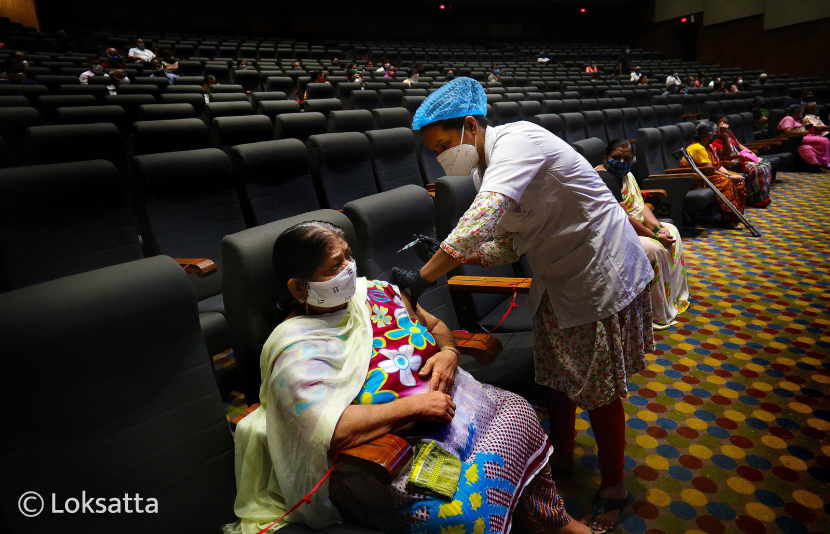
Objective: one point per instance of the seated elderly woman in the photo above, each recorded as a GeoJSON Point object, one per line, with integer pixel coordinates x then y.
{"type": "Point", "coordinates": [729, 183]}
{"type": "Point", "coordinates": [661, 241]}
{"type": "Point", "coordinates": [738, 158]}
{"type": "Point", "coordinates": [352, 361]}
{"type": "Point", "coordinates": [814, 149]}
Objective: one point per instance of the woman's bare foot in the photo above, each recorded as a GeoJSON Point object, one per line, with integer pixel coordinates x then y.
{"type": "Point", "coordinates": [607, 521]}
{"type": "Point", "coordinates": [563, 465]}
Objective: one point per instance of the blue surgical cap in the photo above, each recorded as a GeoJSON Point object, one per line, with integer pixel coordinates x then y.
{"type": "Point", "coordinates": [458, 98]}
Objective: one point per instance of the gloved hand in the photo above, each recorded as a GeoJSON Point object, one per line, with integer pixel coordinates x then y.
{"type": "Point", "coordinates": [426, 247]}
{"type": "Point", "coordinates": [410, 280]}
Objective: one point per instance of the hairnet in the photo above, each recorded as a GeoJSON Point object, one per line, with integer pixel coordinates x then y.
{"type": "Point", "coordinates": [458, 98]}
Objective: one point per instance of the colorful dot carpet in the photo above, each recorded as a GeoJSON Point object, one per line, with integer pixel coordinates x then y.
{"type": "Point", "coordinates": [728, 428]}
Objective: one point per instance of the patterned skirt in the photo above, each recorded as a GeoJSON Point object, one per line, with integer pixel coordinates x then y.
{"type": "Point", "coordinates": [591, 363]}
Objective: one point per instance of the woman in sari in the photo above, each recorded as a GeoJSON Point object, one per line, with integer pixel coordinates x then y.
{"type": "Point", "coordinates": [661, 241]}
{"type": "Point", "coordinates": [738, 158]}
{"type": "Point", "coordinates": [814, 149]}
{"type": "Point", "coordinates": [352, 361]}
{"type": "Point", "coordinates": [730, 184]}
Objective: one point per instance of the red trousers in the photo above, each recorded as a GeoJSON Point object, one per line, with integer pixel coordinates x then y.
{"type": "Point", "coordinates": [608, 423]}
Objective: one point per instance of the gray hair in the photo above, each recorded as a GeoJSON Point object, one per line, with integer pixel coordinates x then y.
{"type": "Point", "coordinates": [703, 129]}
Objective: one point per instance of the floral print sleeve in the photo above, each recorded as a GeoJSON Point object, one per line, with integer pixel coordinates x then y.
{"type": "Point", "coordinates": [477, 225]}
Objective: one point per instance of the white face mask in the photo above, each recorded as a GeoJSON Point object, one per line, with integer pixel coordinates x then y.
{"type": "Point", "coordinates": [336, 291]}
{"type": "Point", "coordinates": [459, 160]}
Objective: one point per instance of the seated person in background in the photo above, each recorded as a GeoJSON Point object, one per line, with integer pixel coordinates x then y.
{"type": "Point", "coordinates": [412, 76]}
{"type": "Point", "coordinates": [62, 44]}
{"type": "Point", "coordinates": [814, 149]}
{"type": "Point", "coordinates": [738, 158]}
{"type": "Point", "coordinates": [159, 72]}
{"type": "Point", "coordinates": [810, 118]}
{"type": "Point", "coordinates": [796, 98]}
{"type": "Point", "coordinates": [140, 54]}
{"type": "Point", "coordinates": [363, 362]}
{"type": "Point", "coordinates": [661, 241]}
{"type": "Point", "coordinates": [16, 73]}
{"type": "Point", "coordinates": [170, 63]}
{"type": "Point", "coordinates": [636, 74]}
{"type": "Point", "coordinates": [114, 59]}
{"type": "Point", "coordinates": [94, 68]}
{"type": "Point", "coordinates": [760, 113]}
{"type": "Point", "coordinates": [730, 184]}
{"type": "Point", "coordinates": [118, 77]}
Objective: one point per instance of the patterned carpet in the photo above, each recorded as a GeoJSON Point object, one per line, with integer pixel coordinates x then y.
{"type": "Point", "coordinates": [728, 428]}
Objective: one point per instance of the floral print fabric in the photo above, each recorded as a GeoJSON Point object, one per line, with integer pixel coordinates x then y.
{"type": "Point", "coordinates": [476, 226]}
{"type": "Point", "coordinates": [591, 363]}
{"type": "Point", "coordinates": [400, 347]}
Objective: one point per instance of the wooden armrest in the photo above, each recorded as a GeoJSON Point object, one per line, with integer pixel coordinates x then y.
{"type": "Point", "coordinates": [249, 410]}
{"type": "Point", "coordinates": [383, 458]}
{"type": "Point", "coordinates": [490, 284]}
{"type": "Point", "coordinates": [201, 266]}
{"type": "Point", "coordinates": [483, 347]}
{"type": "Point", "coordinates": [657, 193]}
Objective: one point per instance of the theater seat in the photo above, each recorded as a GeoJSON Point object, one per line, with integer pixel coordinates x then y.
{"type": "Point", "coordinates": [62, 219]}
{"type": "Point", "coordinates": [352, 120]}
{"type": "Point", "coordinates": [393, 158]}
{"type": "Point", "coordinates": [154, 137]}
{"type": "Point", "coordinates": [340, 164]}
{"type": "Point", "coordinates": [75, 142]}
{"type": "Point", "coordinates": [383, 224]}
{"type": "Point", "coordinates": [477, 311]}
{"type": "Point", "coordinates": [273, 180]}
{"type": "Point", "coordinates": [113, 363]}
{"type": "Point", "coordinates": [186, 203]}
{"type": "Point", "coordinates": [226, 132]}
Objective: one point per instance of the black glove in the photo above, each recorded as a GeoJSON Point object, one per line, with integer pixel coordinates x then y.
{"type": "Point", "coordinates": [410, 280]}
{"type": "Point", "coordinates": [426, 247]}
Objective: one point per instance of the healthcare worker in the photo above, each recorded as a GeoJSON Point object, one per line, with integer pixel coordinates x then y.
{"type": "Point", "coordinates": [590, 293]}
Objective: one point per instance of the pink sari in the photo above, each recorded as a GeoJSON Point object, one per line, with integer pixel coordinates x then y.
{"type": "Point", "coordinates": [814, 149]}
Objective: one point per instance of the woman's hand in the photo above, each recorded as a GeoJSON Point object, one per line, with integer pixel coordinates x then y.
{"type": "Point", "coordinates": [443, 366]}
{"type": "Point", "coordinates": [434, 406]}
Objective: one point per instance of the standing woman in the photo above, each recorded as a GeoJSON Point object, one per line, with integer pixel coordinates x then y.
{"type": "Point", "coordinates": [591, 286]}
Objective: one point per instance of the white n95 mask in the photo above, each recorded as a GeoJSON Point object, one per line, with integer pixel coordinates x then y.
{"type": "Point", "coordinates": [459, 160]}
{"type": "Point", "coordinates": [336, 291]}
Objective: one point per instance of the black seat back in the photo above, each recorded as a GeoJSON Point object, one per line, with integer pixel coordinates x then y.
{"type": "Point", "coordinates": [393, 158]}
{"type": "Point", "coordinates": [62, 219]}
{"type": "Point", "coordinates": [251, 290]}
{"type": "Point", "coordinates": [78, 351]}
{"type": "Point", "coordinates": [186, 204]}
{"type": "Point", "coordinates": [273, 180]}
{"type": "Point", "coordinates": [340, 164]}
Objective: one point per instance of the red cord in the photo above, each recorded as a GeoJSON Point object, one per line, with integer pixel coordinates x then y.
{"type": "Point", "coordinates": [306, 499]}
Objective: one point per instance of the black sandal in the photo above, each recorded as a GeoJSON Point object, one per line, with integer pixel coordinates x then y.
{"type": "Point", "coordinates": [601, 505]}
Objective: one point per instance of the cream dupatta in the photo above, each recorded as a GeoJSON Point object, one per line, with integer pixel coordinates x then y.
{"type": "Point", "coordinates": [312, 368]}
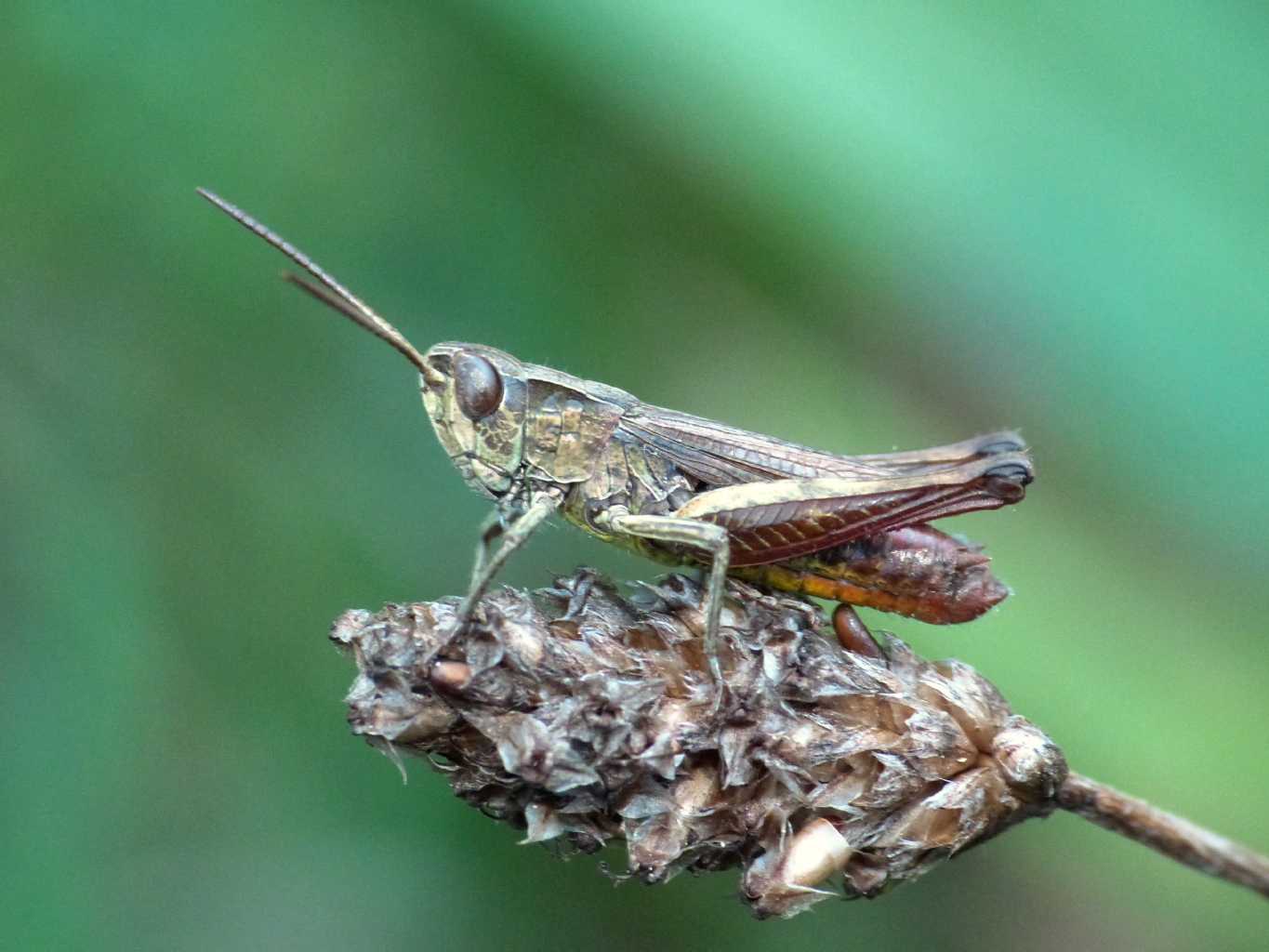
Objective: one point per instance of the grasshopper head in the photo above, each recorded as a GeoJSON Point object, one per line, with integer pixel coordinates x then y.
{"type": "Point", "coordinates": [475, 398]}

- - -

◆ EXERCISE DETAILS
Could every entry above be printed again exactly, images excluded?

◆ ANSWER SECTION
Objective: one point per instance of the seated elderly woman in the photo above, each recorded as a GeoJSON Point object, one per line, with integer pixel coordinates x then y.
{"type": "Point", "coordinates": [729, 183]}
{"type": "Point", "coordinates": [661, 241]}
{"type": "Point", "coordinates": [738, 158]}
{"type": "Point", "coordinates": [352, 361]}
{"type": "Point", "coordinates": [814, 149]}
Objective: one point per instance of the woman's bare foot in the photo above, each recorded as a GeoJSON Point object, one per line, with integer pixel coordinates x then y.
{"type": "Point", "coordinates": [607, 521]}
{"type": "Point", "coordinates": [563, 465]}
Objective: one point per instance of the blue surgical cap in the photo above, each recorded as a GeoJSON Point object, one per line, with integer pixel coordinates x then y.
{"type": "Point", "coordinates": [458, 98]}
Objective: one point per instance of the gloved hand in the photo above, each recorded as a GeoJSON Point object, one per line, with integer pixel coordinates x then y.
{"type": "Point", "coordinates": [426, 247]}
{"type": "Point", "coordinates": [410, 280]}
Objective: one point per instance of the hairnet in the photo above, each recorded as a GeoJSON Point object, one per line, with integer pixel coordinates x then y.
{"type": "Point", "coordinates": [458, 98]}
Objective: one point per instance of the colorful dot carpet in the photo above, each recorded as a GeoJSON Point object, one per line, with integer pixel coordinates x then y.
{"type": "Point", "coordinates": [728, 428]}
Objective: one point per instance of the patterned skirt in the photo above, each recorded as a GeoJSON Point object, one per line, with integer pixel coordinates x then y.
{"type": "Point", "coordinates": [591, 363]}
Objective: one point per instance of the woman in sari in the photo above, each recorded as a GeoJSON Point object, one per line, with integer pixel coordinates x then y.
{"type": "Point", "coordinates": [661, 241]}
{"type": "Point", "coordinates": [738, 158]}
{"type": "Point", "coordinates": [814, 149]}
{"type": "Point", "coordinates": [352, 361]}
{"type": "Point", "coordinates": [730, 184]}
Objective: one point per instance of the red trousers in the photo above, each recorded as a GeoJSON Point object, one per line, with integer pixel coordinates x then y.
{"type": "Point", "coordinates": [608, 423]}
Objective: one point per instance of the gray hair in the photo above, each recorded as a GeoJSON Point object, one per line, with integer pixel coordinates x then y.
{"type": "Point", "coordinates": [703, 129]}
Objective: one point per instance of the floral print sleeve in the photo above, each recorded as a GeoJSON Point object, one per line, with integer pixel coordinates x then y.
{"type": "Point", "coordinates": [477, 225]}
Objective: one point per instance of the white face mask in the photo above, each recorded as a GeoJSON Point object, one per line, with integer pixel coordinates x then y.
{"type": "Point", "coordinates": [336, 291]}
{"type": "Point", "coordinates": [459, 160]}
Objective: one point per instance of the seated person in background in the photo above, each recorded as a GeoJSON Point object, one per line, with integer pixel coordinates x then y.
{"type": "Point", "coordinates": [412, 76]}
{"type": "Point", "coordinates": [62, 44]}
{"type": "Point", "coordinates": [814, 149]}
{"type": "Point", "coordinates": [738, 158]}
{"type": "Point", "coordinates": [159, 72]}
{"type": "Point", "coordinates": [810, 118]}
{"type": "Point", "coordinates": [796, 98]}
{"type": "Point", "coordinates": [140, 54]}
{"type": "Point", "coordinates": [363, 362]}
{"type": "Point", "coordinates": [661, 241]}
{"type": "Point", "coordinates": [16, 73]}
{"type": "Point", "coordinates": [170, 63]}
{"type": "Point", "coordinates": [636, 74]}
{"type": "Point", "coordinates": [114, 59]}
{"type": "Point", "coordinates": [94, 68]}
{"type": "Point", "coordinates": [760, 113]}
{"type": "Point", "coordinates": [730, 184]}
{"type": "Point", "coordinates": [118, 77]}
Objective: one point per instance of the patterned carpet in the photo above, each recorded as a GeoJSON Point object, one per line, with integer pixel coordinates x then y.
{"type": "Point", "coordinates": [728, 428]}
Objective: one point per instance of the floral print fabric in the photo above, each recorded as a GeoJSON Point object, one per line, with integer pixel coordinates x then y.
{"type": "Point", "coordinates": [476, 226]}
{"type": "Point", "coordinates": [591, 363]}
{"type": "Point", "coordinates": [400, 347]}
Objective: one point per instance of the wooden armrest in the photo above, each recorded as a GeoJSON Point object, one per line, with integer pixel coordinates x then y.
{"type": "Point", "coordinates": [249, 410]}
{"type": "Point", "coordinates": [383, 458]}
{"type": "Point", "coordinates": [490, 284]}
{"type": "Point", "coordinates": [201, 266]}
{"type": "Point", "coordinates": [483, 347]}
{"type": "Point", "coordinates": [657, 193]}
Objective: one point per instance of the theater seat in the photo above, each recorded as a GeoJSON Point object, one per line, with integer pixel coordinates x then y.
{"type": "Point", "coordinates": [62, 219]}
{"type": "Point", "coordinates": [352, 120]}
{"type": "Point", "coordinates": [393, 158]}
{"type": "Point", "coordinates": [154, 137]}
{"type": "Point", "coordinates": [340, 164]}
{"type": "Point", "coordinates": [75, 142]}
{"type": "Point", "coordinates": [383, 224]}
{"type": "Point", "coordinates": [477, 311]}
{"type": "Point", "coordinates": [273, 180]}
{"type": "Point", "coordinates": [113, 363]}
{"type": "Point", "coordinates": [186, 203]}
{"type": "Point", "coordinates": [226, 132]}
Objective: one point per instance of the black glove in the photo above, each recorded as a GeoJSON Point object, one per line, with integer pixel coordinates x then y.
{"type": "Point", "coordinates": [410, 280]}
{"type": "Point", "coordinates": [426, 247]}
Objective: one point per instance of the healthcare worker in the photo above, each recorded as a GeoJSON Point object, one per line, with integer pixel coordinates x then y.
{"type": "Point", "coordinates": [590, 293]}
Objective: one point per instance of the pink sari in the photo above, each recorded as a GeoJSON Point object, one per line, with integer pixel coordinates x then y.
{"type": "Point", "coordinates": [814, 149]}
Objective: one point per instance of the woman's hand in the photo above, each recorded as a GeoJSON Point object, one per line, with integer pixel coordinates x then y.
{"type": "Point", "coordinates": [443, 366]}
{"type": "Point", "coordinates": [434, 406]}
Objective: one point per instance of the standing woman in the photo above, each recorded as a GeoJSON Point object, one per line, with integer pixel coordinates x then y.
{"type": "Point", "coordinates": [591, 286]}
Objective: one point per instance of the white n95 mask in the photo above, each recorded as a GeoJSON Point object, one per line, with integer pixel coordinates x then y.
{"type": "Point", "coordinates": [459, 160]}
{"type": "Point", "coordinates": [336, 291]}
Objective: one point per instance of the black seat back in the photo above, each recorded as a GeoJSON Point object, one per line, with integer pixel coordinates x then y.
{"type": "Point", "coordinates": [393, 158]}
{"type": "Point", "coordinates": [62, 219]}
{"type": "Point", "coordinates": [251, 290]}
{"type": "Point", "coordinates": [78, 351]}
{"type": "Point", "coordinates": [186, 204]}
{"type": "Point", "coordinates": [273, 180]}
{"type": "Point", "coordinates": [340, 164]}
Objective: one point per instance of the red cord in the photo above, each recorded as a GeoJSON Point object, one per line, with integer pixel coordinates x then y.
{"type": "Point", "coordinates": [306, 499]}
Objective: one point per instance of the black sandal in the photo above, each recorded as a GeoJSON Point object, one per line, with integer pixel coordinates x then y.
{"type": "Point", "coordinates": [601, 505]}
Objective: one point per instance of the cream dupatta in the photo above, each recorded as a GeoJSON Point object, one per line, with integer pixel coordinates x then y.
{"type": "Point", "coordinates": [312, 368]}
Objective: one point per instance of the grasshopper head in the photo above, each recorded as a GeoJSON Point object, one per line, with integer pixel coordinates x then y.
{"type": "Point", "coordinates": [475, 398]}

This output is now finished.